▶ _EXERCISE DIRECTIONS_
Print every one of the lines below, word for word and in the same order.

━━━ DATA PROVIDED ━━━

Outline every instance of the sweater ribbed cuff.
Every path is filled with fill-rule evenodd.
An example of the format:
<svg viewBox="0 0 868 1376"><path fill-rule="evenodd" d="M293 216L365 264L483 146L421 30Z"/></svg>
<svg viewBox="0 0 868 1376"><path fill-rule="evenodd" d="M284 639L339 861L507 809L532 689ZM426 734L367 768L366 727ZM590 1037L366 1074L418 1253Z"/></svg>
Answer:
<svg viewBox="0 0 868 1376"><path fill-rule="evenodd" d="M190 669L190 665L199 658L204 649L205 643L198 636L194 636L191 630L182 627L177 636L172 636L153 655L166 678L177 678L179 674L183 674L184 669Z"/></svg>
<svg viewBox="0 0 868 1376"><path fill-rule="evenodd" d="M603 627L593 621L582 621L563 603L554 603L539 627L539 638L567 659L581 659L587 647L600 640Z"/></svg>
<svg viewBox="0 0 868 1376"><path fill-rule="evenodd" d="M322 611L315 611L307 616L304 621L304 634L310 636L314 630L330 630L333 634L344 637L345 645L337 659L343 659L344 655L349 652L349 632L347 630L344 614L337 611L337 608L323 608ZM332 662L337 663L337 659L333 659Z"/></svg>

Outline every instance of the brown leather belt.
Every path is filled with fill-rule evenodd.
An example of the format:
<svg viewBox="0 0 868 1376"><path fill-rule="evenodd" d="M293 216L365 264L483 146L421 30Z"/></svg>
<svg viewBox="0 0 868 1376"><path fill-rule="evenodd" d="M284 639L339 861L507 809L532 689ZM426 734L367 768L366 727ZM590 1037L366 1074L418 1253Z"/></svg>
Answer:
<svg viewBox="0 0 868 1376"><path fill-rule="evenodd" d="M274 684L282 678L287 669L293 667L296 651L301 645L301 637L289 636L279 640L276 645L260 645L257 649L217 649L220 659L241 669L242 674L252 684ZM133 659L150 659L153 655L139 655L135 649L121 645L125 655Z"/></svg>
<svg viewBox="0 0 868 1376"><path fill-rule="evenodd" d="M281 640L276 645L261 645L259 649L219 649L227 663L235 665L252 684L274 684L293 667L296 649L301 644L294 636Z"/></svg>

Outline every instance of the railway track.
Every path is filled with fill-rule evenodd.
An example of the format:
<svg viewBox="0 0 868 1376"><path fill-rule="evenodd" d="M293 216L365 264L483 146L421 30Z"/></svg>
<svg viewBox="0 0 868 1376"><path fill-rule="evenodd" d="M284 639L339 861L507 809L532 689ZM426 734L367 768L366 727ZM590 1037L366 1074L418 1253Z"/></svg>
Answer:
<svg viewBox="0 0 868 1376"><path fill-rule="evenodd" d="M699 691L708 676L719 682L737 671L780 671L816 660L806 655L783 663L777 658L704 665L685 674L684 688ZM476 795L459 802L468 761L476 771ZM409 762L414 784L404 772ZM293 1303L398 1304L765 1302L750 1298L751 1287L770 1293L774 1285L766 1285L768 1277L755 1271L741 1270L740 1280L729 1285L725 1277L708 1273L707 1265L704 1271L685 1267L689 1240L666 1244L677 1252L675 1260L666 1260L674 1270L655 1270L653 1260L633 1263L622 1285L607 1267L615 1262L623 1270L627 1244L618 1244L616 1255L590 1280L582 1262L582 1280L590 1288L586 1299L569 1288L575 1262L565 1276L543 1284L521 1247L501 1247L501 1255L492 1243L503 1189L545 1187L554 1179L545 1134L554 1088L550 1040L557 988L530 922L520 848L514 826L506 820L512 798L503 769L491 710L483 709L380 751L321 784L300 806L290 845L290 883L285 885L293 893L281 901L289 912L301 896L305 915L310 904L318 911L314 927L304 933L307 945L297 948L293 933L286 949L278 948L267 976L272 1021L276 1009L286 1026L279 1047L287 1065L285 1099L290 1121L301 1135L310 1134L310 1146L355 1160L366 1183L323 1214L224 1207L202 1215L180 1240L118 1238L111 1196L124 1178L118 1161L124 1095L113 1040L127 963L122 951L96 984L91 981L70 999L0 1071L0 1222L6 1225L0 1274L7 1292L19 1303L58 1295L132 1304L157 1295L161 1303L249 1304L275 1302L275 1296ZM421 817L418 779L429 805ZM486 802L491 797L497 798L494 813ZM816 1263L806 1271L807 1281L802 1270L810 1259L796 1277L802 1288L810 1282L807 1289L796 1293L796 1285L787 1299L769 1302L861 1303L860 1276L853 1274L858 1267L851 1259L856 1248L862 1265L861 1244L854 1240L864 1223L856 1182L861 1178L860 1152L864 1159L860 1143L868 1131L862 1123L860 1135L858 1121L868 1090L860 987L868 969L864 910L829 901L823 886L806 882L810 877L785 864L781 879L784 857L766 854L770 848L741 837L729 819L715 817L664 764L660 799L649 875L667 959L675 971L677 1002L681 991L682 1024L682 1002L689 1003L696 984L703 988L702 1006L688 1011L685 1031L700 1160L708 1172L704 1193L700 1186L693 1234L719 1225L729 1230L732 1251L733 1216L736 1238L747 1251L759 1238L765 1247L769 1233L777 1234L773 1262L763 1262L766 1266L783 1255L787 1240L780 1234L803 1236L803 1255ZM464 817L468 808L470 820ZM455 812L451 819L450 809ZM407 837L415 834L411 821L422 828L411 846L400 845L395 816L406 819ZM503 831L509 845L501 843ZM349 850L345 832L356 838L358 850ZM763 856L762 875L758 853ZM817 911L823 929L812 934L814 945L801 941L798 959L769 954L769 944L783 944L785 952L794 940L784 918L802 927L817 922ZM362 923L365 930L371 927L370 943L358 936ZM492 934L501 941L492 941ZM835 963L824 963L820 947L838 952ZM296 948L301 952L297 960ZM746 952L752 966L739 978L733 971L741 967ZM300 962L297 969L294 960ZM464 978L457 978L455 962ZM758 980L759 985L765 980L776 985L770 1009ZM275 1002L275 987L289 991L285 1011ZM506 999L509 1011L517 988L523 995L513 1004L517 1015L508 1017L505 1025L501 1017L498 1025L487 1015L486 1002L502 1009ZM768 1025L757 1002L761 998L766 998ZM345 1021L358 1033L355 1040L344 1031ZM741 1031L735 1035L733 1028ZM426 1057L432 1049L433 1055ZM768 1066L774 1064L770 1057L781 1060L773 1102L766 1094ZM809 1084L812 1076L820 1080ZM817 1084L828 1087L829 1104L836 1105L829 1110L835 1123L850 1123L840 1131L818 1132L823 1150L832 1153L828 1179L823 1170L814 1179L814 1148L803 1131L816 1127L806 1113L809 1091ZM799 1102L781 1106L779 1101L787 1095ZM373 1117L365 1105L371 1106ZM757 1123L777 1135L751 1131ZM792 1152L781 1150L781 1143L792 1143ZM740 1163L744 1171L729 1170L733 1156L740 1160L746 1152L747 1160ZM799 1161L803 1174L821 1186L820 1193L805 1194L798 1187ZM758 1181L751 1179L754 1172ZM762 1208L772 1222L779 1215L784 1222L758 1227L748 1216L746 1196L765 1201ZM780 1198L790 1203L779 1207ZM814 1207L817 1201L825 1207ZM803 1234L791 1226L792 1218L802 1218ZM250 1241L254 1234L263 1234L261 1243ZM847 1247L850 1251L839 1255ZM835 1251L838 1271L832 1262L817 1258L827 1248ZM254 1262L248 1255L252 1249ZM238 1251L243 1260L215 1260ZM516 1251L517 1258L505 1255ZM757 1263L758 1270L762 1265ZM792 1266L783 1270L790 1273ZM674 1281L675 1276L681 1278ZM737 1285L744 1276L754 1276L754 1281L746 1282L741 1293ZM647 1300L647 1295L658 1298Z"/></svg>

━━━

▶ _SOLUTION TO THIS PROBLEM_
Outline every instance of the sweater ribbed cuff.
Every path is filled with fill-rule evenodd.
An example of the format:
<svg viewBox="0 0 868 1376"><path fill-rule="evenodd" d="M293 216L365 264L483 146L421 30Z"/></svg>
<svg viewBox="0 0 868 1376"><path fill-rule="evenodd" d="M284 639L339 861L507 809L532 689ZM426 734L367 768L366 727ZM590 1037L366 1074L418 1253Z"/></svg>
Answer:
<svg viewBox="0 0 868 1376"><path fill-rule="evenodd" d="M190 669L190 665L199 658L204 649L205 643L198 636L194 636L191 630L182 627L177 636L172 636L153 655L166 678L177 678L179 674L183 674L184 669Z"/></svg>
<svg viewBox="0 0 868 1376"><path fill-rule="evenodd" d="M603 627L593 621L582 621L563 603L554 603L539 627L539 638L567 659L581 659L587 647L600 640Z"/></svg>
<svg viewBox="0 0 868 1376"><path fill-rule="evenodd" d="M322 611L315 611L307 616L304 621L304 634L310 636L314 630L330 630L333 634L344 637L345 645L337 659L343 659L344 655L349 652L349 632L347 630L344 614L337 611L337 608L323 608ZM332 662L337 663L337 659L333 659Z"/></svg>

Outline every instance of the brown leather belt.
Every path is filled with fill-rule evenodd.
An example of the format:
<svg viewBox="0 0 868 1376"><path fill-rule="evenodd" d="M293 216L365 264L483 146L421 30Z"/></svg>
<svg viewBox="0 0 868 1376"><path fill-rule="evenodd" d="M284 639L339 861L507 809L532 689ZM426 734L367 768L366 727ZM590 1037L366 1074L418 1253Z"/></svg>
Answer:
<svg viewBox="0 0 868 1376"><path fill-rule="evenodd" d="M274 684L282 678L287 669L293 667L296 651L301 645L301 637L289 636L279 640L276 645L260 645L257 649L217 649L220 659L241 669L242 674L252 684ZM133 659L150 659L153 655L139 655L135 649L121 645L125 655Z"/></svg>
<svg viewBox="0 0 868 1376"><path fill-rule="evenodd" d="M281 640L276 645L261 645L259 649L219 649L227 663L235 665L252 684L274 684L293 667L296 649L301 644L294 636Z"/></svg>

Outline every instance of the railway track.
Every path is filled with fill-rule evenodd.
An example of the format:
<svg viewBox="0 0 868 1376"><path fill-rule="evenodd" d="M293 216L365 264L483 146L421 30Z"/></svg>
<svg viewBox="0 0 868 1376"><path fill-rule="evenodd" d="M284 639L339 861L507 809L532 689ZM426 734L367 768L366 727ZM590 1037L366 1074L418 1253Z"/></svg>
Answer:
<svg viewBox="0 0 868 1376"><path fill-rule="evenodd" d="M699 691L708 676L719 682L737 671L780 671L816 660L806 655L783 663L777 658L704 665L685 674L684 688ZM476 795L459 802L468 761L476 771ZM409 762L414 784L404 772ZM293 1303L398 1304L765 1302L750 1298L751 1287L770 1293L774 1285L766 1285L768 1277L755 1271L741 1270L740 1280L729 1285L725 1277L708 1273L707 1265L704 1271L685 1267L689 1240L666 1244L677 1252L675 1260L666 1260L674 1270L655 1270L653 1260L633 1263L622 1285L607 1267L615 1262L623 1270L627 1244L618 1244L616 1255L590 1280L582 1262L582 1280L590 1288L586 1299L569 1288L575 1262L565 1276L543 1284L521 1247L501 1247L501 1255L492 1243L503 1189L545 1187L554 1179L545 1134L554 1088L550 1040L557 988L530 922L520 848L514 826L506 820L512 798L503 769L491 710L483 709L380 751L321 784L300 806L290 845L290 883L285 885L293 893L281 901L289 912L301 896L305 915L310 904L318 911L314 927L304 933L307 945L297 948L293 933L286 949L278 948L267 976L272 1021L276 1009L286 1026L279 1047L287 1065L285 1099L290 1121L301 1135L310 1134L310 1146L355 1160L366 1183L323 1214L224 1207L202 1215L180 1240L118 1238L111 1196L124 1178L118 1161L124 1095L113 1040L127 963L122 951L96 984L91 981L70 999L0 1071L0 1222L6 1225L0 1274L7 1292L19 1303L58 1295L132 1304L157 1295L161 1303L249 1304L275 1302L275 1296ZM421 817L418 779L429 805ZM486 802L491 797L497 798L494 813ZM816 1263L806 1271L807 1281L802 1270L810 1259L796 1277L802 1288L810 1282L807 1289L796 1293L796 1285L787 1299L769 1302L861 1303L860 1276L853 1274L858 1267L851 1259L856 1248L862 1265L861 1244L854 1240L864 1223L856 1182L861 1178L860 1152L864 1159L860 1143L868 1131L862 1123L860 1135L858 1121L868 1090L860 987L868 969L864 910L829 901L823 886L806 882L810 877L785 864L781 879L784 857L766 854L770 848L741 837L729 819L715 817L664 764L660 799L649 875L667 959L675 971L677 1002L681 991L682 1024L682 1002L689 1003L696 984L703 988L702 1006L688 1011L685 1031L700 1160L708 1172L704 1193L700 1186L693 1234L719 1225L729 1230L732 1251L733 1216L736 1238L747 1251L759 1238L765 1247L769 1233L777 1234L773 1262L763 1262L766 1266L783 1255L787 1240L780 1234L803 1236L803 1255ZM464 817L468 808L470 820ZM455 812L451 819L450 809ZM407 837L415 834L411 821L422 828L411 846L400 845L395 816L406 819ZM503 831L509 845L501 843ZM349 850L345 832L356 838L358 850ZM763 856L762 875L758 853ZM817 911L823 929L812 934L814 945L801 941L798 959L769 954L769 944L783 944L785 952L794 940L784 918L802 927L817 922ZM362 923L365 930L371 927L370 943L358 936ZM492 934L501 941L492 941ZM835 963L824 963L820 947L838 952ZM296 948L301 952L297 960ZM746 952L752 966L739 978L733 971L741 967ZM300 962L297 969L294 960ZM464 978L457 978L455 962ZM758 980L759 985L765 980L776 985L770 1009ZM275 1002L275 987L289 991L285 1011ZM506 999L509 1011L517 988L523 995L513 1004L517 1015L508 1017L505 1025L501 1017L498 1025L487 1015L486 1002L502 1009ZM768 1025L757 1002L761 998L766 998ZM345 1021L358 1033L355 1040L344 1031ZM741 1031L735 1035L733 1028ZM426 1057L432 1049L433 1055ZM768 1066L774 1064L770 1057L781 1060L773 1102L766 1094ZM809 1084L812 1076L820 1080ZM817 1084L828 1087L829 1104L836 1105L829 1110L835 1123L850 1123L840 1131L818 1132L823 1150L832 1153L828 1179L823 1170L814 1179L814 1148L803 1131L816 1127L806 1113L809 1091ZM799 1102L781 1106L779 1101L787 1095ZM373 1117L365 1105L371 1106ZM757 1123L777 1135L751 1131ZM792 1152L781 1150L781 1143L792 1143ZM740 1163L744 1171L729 1170L733 1156L740 1160L746 1152L747 1160ZM799 1161L803 1174L821 1186L820 1193L805 1194L798 1187ZM758 1181L751 1179L754 1172ZM762 1208L772 1222L779 1215L784 1222L758 1227L748 1216L746 1196L765 1201ZM780 1198L790 1203L779 1207ZM814 1207L817 1201L825 1207ZM803 1234L791 1226L792 1218L802 1218ZM250 1241L254 1234L263 1234L261 1243ZM847 1247L850 1251L839 1255ZM835 1251L838 1271L832 1262L817 1258L827 1248ZM254 1262L248 1255L252 1249ZM238 1251L243 1260L215 1260ZM516 1251L517 1258L505 1255ZM757 1263L758 1270L762 1265ZM792 1266L783 1270L790 1273ZM674 1281L675 1276L681 1278ZM737 1285L744 1276L754 1276L754 1281L746 1282L741 1293ZM647 1300L647 1295L658 1298Z"/></svg>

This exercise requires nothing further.